Copy the lines from the first one through the line containing "[0,513,639,853]", replacing "object class" with "target label" and keeping everything else the same.
········
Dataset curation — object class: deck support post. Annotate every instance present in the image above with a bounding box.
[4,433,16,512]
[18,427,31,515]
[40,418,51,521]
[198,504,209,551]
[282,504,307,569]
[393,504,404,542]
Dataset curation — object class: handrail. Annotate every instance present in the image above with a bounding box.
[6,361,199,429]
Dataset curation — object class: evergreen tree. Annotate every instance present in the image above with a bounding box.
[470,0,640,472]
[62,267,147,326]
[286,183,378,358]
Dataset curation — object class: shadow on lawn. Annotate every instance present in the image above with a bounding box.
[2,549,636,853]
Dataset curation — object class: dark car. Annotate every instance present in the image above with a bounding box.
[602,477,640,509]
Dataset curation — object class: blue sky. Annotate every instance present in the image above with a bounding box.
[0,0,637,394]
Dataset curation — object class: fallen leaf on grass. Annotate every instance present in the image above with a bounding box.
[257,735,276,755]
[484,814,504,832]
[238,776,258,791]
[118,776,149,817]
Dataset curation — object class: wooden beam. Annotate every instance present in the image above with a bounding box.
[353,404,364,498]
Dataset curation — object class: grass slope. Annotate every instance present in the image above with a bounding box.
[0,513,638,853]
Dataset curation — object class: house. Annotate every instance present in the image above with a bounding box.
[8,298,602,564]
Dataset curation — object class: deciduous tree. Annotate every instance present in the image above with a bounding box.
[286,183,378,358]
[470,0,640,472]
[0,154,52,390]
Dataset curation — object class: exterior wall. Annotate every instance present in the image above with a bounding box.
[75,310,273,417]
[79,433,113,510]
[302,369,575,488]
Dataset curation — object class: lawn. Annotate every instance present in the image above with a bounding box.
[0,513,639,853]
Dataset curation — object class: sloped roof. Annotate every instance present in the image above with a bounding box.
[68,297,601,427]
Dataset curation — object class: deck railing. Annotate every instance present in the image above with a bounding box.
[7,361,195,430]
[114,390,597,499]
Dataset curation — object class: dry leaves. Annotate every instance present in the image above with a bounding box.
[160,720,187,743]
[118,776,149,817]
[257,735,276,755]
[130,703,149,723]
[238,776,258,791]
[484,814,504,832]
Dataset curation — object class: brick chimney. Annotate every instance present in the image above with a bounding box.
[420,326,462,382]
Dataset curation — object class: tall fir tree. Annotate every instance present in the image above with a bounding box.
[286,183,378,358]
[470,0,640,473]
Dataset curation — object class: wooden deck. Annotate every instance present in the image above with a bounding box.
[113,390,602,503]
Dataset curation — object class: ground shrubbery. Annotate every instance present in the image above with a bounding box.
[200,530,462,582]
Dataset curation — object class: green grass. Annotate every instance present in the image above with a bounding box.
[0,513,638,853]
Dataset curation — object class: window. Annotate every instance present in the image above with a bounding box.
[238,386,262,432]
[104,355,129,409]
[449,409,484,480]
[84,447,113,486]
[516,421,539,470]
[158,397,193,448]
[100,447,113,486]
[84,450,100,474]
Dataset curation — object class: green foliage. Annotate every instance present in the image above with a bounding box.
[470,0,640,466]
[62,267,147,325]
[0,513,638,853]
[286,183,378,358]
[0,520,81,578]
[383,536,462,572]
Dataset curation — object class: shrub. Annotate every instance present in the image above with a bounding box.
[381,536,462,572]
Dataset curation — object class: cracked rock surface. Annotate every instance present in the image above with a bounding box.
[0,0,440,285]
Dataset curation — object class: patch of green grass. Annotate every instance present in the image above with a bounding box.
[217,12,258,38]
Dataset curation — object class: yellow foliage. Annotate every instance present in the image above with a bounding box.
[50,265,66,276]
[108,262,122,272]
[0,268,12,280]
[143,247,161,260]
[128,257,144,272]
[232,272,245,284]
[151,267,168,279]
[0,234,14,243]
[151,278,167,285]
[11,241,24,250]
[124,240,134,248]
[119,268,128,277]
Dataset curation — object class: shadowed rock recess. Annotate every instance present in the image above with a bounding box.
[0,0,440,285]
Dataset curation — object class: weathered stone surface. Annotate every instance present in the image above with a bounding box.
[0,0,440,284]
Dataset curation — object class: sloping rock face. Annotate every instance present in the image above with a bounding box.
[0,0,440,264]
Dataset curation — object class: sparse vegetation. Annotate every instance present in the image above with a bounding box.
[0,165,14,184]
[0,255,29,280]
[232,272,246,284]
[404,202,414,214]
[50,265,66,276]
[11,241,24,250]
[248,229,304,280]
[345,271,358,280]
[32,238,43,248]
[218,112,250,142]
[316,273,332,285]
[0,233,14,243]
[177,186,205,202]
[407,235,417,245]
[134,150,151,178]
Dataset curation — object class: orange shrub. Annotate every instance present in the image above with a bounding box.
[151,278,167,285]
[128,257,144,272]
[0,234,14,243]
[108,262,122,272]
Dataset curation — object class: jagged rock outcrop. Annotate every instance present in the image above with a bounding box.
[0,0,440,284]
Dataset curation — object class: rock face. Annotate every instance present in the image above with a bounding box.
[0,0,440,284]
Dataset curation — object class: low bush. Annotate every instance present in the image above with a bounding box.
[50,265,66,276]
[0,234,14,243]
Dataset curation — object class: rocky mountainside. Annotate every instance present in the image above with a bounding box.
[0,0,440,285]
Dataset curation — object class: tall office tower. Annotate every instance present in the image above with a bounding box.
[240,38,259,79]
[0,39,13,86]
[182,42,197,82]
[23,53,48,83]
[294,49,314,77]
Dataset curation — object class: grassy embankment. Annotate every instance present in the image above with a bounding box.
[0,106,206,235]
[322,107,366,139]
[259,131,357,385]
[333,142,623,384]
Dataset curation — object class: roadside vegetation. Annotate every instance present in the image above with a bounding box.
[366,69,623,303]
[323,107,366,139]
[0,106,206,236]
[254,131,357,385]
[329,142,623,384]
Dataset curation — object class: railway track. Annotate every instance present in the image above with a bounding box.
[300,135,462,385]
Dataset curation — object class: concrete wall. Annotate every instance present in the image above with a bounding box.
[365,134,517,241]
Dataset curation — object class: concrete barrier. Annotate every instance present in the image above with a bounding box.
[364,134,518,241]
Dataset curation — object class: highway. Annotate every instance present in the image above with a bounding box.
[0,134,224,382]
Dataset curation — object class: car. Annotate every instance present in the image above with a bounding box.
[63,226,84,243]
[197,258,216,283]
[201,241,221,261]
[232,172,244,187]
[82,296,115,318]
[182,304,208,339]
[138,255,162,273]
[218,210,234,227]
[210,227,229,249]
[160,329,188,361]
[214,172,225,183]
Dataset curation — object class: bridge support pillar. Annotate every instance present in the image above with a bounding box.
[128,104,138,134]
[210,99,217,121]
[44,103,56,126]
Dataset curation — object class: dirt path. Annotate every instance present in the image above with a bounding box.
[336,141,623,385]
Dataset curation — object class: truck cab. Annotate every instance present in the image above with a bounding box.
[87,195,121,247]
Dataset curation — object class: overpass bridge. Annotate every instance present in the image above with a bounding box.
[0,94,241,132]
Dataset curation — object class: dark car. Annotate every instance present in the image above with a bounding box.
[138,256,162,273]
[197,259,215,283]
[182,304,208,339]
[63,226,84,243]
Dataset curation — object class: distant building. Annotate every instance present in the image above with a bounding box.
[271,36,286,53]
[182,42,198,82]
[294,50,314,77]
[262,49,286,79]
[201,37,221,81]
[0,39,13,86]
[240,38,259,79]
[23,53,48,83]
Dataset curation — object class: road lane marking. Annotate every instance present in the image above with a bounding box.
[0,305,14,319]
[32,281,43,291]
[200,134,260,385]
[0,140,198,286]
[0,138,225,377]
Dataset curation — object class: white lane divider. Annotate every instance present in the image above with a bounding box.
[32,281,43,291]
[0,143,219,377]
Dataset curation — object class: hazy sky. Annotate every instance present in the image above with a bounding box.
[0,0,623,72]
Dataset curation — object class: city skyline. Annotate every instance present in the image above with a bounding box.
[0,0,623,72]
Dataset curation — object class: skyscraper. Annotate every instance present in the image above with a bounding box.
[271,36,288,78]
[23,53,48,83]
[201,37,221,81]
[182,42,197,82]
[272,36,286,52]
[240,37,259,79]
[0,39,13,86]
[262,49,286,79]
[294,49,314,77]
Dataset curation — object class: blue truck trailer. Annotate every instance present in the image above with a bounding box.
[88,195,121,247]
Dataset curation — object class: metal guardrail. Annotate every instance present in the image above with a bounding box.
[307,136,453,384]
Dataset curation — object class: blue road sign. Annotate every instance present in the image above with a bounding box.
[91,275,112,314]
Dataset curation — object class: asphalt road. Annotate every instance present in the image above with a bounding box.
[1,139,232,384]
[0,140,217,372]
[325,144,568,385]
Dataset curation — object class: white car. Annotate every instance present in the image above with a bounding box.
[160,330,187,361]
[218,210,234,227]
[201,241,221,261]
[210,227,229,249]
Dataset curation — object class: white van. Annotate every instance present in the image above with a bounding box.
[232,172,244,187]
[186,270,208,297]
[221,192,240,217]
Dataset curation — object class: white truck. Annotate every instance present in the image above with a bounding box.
········
▶ [SOLUTION]:
Dataset curation — target label: deck support post. Annotate every instance present in the image above with a bounding box.
[4,433,16,512]
[18,427,31,515]
[40,418,51,521]
[198,504,209,551]
[282,504,307,569]
[393,504,404,542]
Dataset curation — target label: handrail. Annotate every instance present in the image above with a bounding box.
[6,361,199,429]
Dataset curation — target label: evergreen tree. Annotate every instance present in the image above with a bounding box.
[470,0,640,472]
[62,267,147,326]
[286,183,378,358]
Dataset curation — target label: shadow on lawn. Annotate every instance present in the image above with a bounding box.
[2,549,636,853]
Dataset curation — target label: dark car. Annotate every instance present in the image above with a bounding box.
[602,477,640,509]
Dataset curation — target label: blue sky. Annotate every instance present in the image above with a bounding box.
[0,0,637,394]
Dataset curation — target label: fallen leaf on grass. Annotate every instance present in the image above with a bounding box.
[257,735,276,755]
[484,814,504,832]
[238,776,258,791]
[118,776,149,817]
Dataset curation — target label: wooden beam. Annotate every instance present in the image above with a bounding box.
[353,404,364,498]
Dataset curation — target label: grass slope. Annotate every instance present in the image above with a bounding box.
[0,513,638,853]
Dataset curation — target label: house. Annotate every instance present in the image above with a bounding box.
[8,298,602,564]
Dataset curation — target label: deciduous tree. Annotate every instance present in the image above with a bounding box.
[286,183,378,358]
[470,0,640,472]
[0,154,52,390]
Dataset curation — target label: exterior wall. Annotate every instance present in the image above with a bounding box.
[75,310,273,417]
[79,433,113,510]
[302,369,575,488]
Dataset curation — target label: lawn. Annotate every instance present in the image above with a bounding box.
[0,513,639,853]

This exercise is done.